- **PASSAGE GIVEN**:
::::
“Pizza makes you a hero in the eyes of your kids.
“Daddy got pizza!”
You are higher status walking in the door with a pizza
than if you were returning from a war with a Purple Heart.”
― Jim Gaffigan, Dad Is Fat
Virtually since its inception, Dion’s Pizza has been a beloved Albuquerque staple–as much a Duke City institition as the Albuquerque International Balloon Fiesta, the Sandia Peak Tramway and the Albuquerque Isotopes. Denizens of the Duke City love Dion’s, a prolific purveyor of pulchritudinous pies since 1978. With thirteen locations in Albuquerque alone as well as several others throughout the state, Dion’s pizza has become a mainstay not only at the family home, but at business functions. It’s not only dads who become heroes when they ferry this pizza home. Every boss thoughtful and savvy enough to bring Dion’s to a party or meeting is instantly regarded as a great boss. Great pizza will do that for you.

Ironically, founders Jon Patten and Bill Scott didn’t set out to create New Mexico’s most dynastic and beloved pizza place. After purchasing a small place called New York Pizza, Jon and Bill began to carry out the plans of turning the pizzeria into a Greek eatery While awaiting the equipment to make gyros and baklava, the previous owner taught them how to make pizza so they could start serving hungry customers immediately.

Bill and Jon had the perfect name for their pizza-for-now-but-really-Greek-restaurant: “Dionysus, after the Greek god of god of wine, revelry, and theater (a real party animal). When it came to designing the restaurant’s signage, they balked at the price. Inflation had skyrocketed since ancient Greek times. They asked the sign maker what they could do to make their sign less expensive. He laughed and replied, “Well, you could knock off a few letters.” And that’s just what Jon and Bill did. From that moment on, their restaurant became known as Dion’s®.
::::
- **TASK GOAL**:
In the Dion's Pizza passage, why did the founders shorten the restaurant's name from "Dionysus"? The listing has nothing to do with the Dion's Pizza passage.
::::
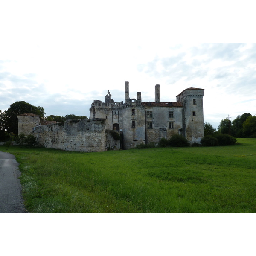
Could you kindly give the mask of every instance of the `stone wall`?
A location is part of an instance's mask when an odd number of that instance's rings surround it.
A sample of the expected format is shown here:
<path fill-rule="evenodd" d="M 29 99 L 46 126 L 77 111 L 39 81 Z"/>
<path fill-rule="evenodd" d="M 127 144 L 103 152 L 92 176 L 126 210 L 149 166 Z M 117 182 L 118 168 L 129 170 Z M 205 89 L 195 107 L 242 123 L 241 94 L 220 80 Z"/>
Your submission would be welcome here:
<path fill-rule="evenodd" d="M 39 125 L 40 118 L 39 116 L 18 116 L 18 134 L 24 134 L 26 136 L 31 134 L 32 128 Z"/>
<path fill-rule="evenodd" d="M 182 128 L 182 108 L 178 107 L 147 107 L 146 143 L 158 143 L 162 138 L 169 139 L 173 134 L 179 134 L 179 129 Z M 169 117 L 169 111 L 172 112 L 172 117 Z M 151 116 L 148 116 L 148 112 Z M 170 128 L 169 122 L 173 125 Z"/>
<path fill-rule="evenodd" d="M 81 152 L 100 152 L 119 148 L 118 142 L 105 129 L 105 119 L 73 120 L 35 128 L 32 134 L 38 145 Z M 112 138 L 111 138 L 112 137 Z"/>

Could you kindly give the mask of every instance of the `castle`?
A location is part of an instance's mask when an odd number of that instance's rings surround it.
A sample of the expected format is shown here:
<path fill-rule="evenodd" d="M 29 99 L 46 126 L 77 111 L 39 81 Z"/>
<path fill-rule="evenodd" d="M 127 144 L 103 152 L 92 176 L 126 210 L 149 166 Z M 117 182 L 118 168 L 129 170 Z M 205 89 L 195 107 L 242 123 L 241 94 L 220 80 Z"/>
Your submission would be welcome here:
<path fill-rule="evenodd" d="M 106 128 L 122 131 L 123 146 L 128 149 L 140 143 L 158 143 L 178 134 L 191 143 L 204 137 L 203 89 L 189 88 L 176 96 L 177 102 L 160 101 L 159 84 L 155 87 L 155 101 L 143 102 L 141 93 L 130 99 L 129 82 L 125 82 L 125 102 L 115 102 L 109 91 L 105 102 L 95 100 L 90 118 L 106 119 Z"/>
<path fill-rule="evenodd" d="M 176 96 L 176 102 L 163 102 L 157 84 L 154 102 L 146 102 L 140 92 L 130 99 L 129 82 L 125 82 L 125 103 L 115 102 L 108 91 L 105 102 L 92 103 L 89 119 L 42 125 L 38 116 L 19 115 L 18 133 L 33 134 L 45 147 L 86 152 L 128 149 L 141 143 L 157 143 L 174 134 L 183 135 L 191 143 L 200 143 L 204 136 L 204 90 L 189 88 Z M 116 133 L 122 137 L 121 145 Z"/>

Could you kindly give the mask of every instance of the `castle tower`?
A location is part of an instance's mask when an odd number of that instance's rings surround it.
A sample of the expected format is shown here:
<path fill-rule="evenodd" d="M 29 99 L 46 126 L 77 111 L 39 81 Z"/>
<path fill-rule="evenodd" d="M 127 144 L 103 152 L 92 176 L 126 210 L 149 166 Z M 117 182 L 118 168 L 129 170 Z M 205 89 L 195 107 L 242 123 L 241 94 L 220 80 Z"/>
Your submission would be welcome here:
<path fill-rule="evenodd" d="M 203 97 L 204 89 L 188 88 L 176 96 L 183 106 L 183 135 L 191 143 L 199 143 L 204 136 Z"/>

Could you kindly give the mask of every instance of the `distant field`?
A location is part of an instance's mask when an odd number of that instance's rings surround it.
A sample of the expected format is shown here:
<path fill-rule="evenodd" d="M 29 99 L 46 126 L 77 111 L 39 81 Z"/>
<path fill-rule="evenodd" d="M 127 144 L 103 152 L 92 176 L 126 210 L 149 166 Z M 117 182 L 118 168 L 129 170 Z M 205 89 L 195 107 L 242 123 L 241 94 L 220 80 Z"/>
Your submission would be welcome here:
<path fill-rule="evenodd" d="M 31 212 L 255 213 L 256 139 L 237 140 L 225 147 L 7 151 L 20 163 Z"/>

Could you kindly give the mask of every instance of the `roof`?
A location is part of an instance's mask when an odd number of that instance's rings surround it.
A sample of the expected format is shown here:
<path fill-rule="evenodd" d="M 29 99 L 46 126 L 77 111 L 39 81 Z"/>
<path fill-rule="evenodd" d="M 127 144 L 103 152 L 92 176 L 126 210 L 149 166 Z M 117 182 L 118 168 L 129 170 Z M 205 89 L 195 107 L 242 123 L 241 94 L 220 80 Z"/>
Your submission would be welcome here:
<path fill-rule="evenodd" d="M 183 107 L 181 102 L 141 102 L 143 106 L 152 106 L 153 107 Z"/>
<path fill-rule="evenodd" d="M 41 125 L 51 125 L 52 124 L 56 124 L 56 121 L 48 121 L 47 120 L 40 120 L 40 124 Z"/>
<path fill-rule="evenodd" d="M 204 90 L 204 89 L 201 89 L 201 88 L 195 88 L 194 87 L 190 87 L 189 88 L 187 88 L 186 89 L 185 89 L 184 90 L 183 90 L 180 93 L 179 93 L 177 96 L 176 97 L 177 97 L 180 94 L 181 94 L 183 92 L 184 92 L 185 90 Z"/>
<path fill-rule="evenodd" d="M 32 114 L 32 113 L 25 113 L 25 114 L 21 114 L 21 115 L 17 115 L 18 116 L 39 116 L 38 115 L 36 115 L 35 114 Z"/>

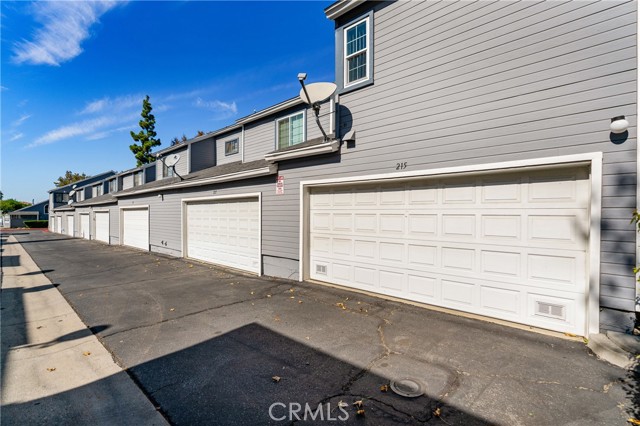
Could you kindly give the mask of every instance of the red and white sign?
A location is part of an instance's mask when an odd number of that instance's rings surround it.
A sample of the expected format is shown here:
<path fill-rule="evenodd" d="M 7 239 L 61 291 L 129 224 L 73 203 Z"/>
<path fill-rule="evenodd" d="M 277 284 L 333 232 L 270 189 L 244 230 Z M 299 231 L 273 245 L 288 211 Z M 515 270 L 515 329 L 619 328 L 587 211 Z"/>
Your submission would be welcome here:
<path fill-rule="evenodd" d="M 284 176 L 278 176 L 276 180 L 276 195 L 284 195 Z"/>

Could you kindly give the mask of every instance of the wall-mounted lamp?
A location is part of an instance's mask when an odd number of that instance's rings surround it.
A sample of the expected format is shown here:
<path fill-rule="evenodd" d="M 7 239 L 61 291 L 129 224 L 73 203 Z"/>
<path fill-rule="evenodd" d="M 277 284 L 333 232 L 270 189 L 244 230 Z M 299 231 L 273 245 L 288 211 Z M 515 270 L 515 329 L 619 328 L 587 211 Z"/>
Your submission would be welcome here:
<path fill-rule="evenodd" d="M 625 119 L 624 115 L 619 115 L 611 119 L 609 128 L 611 129 L 611 133 L 624 133 L 629 128 L 629 122 Z"/>

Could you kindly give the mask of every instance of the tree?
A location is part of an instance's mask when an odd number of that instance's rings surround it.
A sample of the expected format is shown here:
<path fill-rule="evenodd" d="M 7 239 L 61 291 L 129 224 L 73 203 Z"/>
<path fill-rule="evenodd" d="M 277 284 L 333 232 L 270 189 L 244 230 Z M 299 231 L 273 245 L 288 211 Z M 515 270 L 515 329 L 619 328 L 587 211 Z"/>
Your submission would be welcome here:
::::
- **CORRECT RESPONSE**:
The sign was too expensive, so they dropped some letters to lower the price.